* _Problem description_
Print the records below verbatim, from the line containing "Please put a dot on every instance of the silver" through the line containing "<point>142,34</point>", including both of those lines.

* _Point annotations for photos_
^^^^^^^^

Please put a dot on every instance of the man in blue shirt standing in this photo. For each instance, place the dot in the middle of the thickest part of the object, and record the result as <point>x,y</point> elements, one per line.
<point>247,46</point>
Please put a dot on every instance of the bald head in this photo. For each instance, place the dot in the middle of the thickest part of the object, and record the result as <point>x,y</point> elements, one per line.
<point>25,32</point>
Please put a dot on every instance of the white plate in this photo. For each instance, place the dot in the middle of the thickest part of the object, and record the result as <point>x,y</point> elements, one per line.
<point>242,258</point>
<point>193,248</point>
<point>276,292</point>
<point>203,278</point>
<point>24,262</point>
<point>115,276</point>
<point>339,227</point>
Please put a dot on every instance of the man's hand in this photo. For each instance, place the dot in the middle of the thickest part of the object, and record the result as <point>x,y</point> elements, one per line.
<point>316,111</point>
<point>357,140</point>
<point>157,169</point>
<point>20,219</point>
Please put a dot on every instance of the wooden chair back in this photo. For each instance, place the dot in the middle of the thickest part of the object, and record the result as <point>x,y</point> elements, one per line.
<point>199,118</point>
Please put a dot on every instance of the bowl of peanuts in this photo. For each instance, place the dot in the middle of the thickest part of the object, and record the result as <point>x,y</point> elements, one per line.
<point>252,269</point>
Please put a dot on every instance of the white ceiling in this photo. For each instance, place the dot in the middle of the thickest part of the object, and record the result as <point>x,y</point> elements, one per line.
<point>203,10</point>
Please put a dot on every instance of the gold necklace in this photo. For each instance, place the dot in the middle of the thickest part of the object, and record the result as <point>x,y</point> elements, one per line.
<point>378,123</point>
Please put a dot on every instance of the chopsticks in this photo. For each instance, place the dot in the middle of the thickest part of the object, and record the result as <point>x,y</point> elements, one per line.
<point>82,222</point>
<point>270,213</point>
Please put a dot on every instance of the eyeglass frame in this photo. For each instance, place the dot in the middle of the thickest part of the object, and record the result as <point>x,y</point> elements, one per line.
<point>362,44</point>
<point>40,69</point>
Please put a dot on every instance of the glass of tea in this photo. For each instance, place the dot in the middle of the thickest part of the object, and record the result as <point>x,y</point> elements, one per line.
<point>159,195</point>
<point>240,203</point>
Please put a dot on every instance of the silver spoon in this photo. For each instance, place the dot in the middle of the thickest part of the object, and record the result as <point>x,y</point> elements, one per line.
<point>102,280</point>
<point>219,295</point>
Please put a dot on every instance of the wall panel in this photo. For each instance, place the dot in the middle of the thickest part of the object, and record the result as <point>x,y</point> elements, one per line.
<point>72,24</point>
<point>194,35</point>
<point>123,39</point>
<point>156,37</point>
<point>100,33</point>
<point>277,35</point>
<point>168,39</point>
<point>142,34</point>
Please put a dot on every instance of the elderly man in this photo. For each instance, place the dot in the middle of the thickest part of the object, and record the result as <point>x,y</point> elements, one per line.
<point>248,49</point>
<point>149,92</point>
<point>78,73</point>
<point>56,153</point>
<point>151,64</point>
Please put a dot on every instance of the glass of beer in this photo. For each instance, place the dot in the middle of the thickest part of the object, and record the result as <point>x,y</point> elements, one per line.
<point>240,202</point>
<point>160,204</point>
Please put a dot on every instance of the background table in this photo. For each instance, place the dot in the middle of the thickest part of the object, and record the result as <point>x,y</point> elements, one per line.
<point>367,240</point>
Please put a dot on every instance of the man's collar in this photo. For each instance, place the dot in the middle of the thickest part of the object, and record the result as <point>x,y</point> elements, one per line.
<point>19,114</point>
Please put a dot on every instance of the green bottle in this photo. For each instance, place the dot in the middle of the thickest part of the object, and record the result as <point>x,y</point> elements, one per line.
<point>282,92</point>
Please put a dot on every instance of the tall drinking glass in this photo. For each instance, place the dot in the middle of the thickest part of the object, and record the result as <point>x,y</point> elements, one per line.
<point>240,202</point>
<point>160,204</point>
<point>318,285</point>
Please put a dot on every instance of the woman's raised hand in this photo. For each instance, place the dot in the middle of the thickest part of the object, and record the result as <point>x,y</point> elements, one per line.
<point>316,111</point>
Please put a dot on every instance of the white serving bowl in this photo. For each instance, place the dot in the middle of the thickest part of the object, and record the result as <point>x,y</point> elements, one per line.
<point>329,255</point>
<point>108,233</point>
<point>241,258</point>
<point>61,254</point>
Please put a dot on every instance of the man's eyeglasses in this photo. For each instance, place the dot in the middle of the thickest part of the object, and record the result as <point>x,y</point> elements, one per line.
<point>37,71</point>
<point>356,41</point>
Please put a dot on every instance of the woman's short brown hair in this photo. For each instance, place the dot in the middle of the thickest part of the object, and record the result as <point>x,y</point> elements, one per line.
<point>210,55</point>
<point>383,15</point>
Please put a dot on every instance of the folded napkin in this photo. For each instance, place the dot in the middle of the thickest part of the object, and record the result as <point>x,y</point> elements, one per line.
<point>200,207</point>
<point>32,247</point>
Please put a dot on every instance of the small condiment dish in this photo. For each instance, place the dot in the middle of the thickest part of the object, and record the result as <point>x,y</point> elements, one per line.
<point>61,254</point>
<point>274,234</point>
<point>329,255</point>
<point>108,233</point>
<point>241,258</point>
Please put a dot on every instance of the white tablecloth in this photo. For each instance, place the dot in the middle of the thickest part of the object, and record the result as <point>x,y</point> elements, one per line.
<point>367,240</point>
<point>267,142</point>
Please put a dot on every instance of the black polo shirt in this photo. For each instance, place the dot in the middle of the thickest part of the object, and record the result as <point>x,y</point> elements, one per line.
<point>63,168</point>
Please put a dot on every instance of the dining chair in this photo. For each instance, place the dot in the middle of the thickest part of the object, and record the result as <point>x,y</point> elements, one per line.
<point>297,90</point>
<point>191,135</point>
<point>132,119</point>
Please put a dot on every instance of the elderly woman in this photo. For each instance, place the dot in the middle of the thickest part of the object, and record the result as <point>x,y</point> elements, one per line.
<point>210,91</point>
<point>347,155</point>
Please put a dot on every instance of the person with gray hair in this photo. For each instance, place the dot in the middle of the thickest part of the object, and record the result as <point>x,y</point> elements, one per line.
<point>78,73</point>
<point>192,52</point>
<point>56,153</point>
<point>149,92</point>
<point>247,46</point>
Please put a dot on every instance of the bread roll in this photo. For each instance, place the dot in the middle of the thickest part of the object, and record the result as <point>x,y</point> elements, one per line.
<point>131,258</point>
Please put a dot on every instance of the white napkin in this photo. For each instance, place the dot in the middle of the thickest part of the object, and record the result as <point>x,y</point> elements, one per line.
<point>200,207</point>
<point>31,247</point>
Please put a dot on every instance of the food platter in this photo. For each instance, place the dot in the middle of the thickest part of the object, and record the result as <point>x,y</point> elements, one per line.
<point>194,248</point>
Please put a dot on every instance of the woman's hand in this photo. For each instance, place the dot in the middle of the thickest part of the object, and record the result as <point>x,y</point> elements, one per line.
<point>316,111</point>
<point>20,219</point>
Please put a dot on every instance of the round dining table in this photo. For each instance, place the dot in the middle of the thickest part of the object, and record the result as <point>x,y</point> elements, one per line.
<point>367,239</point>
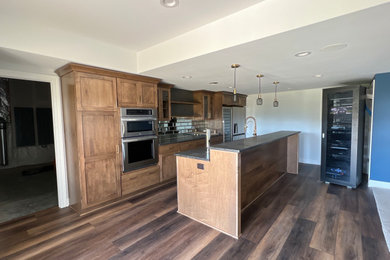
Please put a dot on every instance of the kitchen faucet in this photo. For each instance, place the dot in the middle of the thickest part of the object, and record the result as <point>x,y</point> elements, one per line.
<point>246,124</point>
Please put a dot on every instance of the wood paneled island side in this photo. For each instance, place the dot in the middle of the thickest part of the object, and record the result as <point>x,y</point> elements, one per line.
<point>215,187</point>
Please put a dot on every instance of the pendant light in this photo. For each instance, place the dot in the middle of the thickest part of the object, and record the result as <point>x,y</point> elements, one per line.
<point>235,66</point>
<point>276,102</point>
<point>259,100</point>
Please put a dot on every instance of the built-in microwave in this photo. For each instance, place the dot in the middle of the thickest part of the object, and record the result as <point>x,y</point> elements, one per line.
<point>139,152</point>
<point>138,122</point>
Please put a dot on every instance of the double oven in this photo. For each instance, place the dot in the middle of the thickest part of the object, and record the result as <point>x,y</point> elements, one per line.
<point>139,138</point>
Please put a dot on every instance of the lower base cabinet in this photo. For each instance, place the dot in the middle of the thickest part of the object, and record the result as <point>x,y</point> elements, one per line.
<point>167,158</point>
<point>140,179</point>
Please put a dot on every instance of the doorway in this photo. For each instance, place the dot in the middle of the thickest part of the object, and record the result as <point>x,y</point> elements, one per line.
<point>27,164</point>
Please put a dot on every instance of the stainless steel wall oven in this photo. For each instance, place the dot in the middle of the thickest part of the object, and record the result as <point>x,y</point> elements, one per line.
<point>139,138</point>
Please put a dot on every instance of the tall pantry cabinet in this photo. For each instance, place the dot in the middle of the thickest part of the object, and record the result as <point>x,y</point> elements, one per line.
<point>92,131</point>
<point>342,135</point>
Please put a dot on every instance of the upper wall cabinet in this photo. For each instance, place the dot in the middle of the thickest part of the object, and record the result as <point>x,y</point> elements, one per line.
<point>164,102</point>
<point>136,94</point>
<point>95,92</point>
<point>92,133</point>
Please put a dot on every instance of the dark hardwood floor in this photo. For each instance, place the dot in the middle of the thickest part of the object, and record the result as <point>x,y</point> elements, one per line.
<point>298,218</point>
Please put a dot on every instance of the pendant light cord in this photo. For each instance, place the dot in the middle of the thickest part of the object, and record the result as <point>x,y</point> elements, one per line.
<point>276,86</point>
<point>259,95</point>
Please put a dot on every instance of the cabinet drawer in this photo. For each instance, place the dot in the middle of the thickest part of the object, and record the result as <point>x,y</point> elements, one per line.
<point>139,179</point>
<point>169,148</point>
<point>193,144</point>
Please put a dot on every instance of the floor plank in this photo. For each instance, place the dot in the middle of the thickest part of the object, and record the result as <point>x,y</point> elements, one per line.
<point>324,237</point>
<point>349,241</point>
<point>298,240</point>
<point>273,241</point>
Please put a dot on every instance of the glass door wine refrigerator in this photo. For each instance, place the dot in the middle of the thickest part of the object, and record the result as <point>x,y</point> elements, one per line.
<point>342,135</point>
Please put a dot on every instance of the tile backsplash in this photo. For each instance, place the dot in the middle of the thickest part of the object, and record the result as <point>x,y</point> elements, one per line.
<point>183,125</point>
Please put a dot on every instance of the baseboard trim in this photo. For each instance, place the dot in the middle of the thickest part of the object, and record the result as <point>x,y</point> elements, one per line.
<point>378,184</point>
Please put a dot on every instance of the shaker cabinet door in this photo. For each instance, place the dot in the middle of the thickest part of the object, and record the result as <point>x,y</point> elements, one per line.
<point>128,94</point>
<point>136,94</point>
<point>100,152</point>
<point>149,94</point>
<point>95,92</point>
<point>102,180</point>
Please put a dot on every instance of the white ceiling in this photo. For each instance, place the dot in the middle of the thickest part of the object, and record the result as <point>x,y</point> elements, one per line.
<point>139,24</point>
<point>131,24</point>
<point>368,52</point>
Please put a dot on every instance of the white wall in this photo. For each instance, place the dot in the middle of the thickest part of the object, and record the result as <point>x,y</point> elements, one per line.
<point>47,41</point>
<point>298,110</point>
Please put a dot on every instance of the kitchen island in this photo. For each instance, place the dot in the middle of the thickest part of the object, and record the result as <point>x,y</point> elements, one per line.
<point>215,186</point>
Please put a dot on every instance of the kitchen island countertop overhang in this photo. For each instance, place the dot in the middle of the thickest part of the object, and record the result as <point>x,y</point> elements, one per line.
<point>215,187</point>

^^^^^^^^

* _Finished answer_
Please put a dot on every instance of the silver spoon in this photo. For each instance, place the dot in the middle of the thickest part of the object, and record the result as <point>x,y</point> elements, one per line.
<point>102,280</point>
<point>219,295</point>
Please put a dot on every instance of the wall panel in this photo. For each instance, place the dot in the middle of the thickest part of the object, and record the result as <point>x,y</point> elements, one per line.
<point>72,24</point>
<point>194,35</point>
<point>123,39</point>
<point>156,37</point>
<point>100,33</point>
<point>277,35</point>
<point>168,39</point>
<point>142,34</point>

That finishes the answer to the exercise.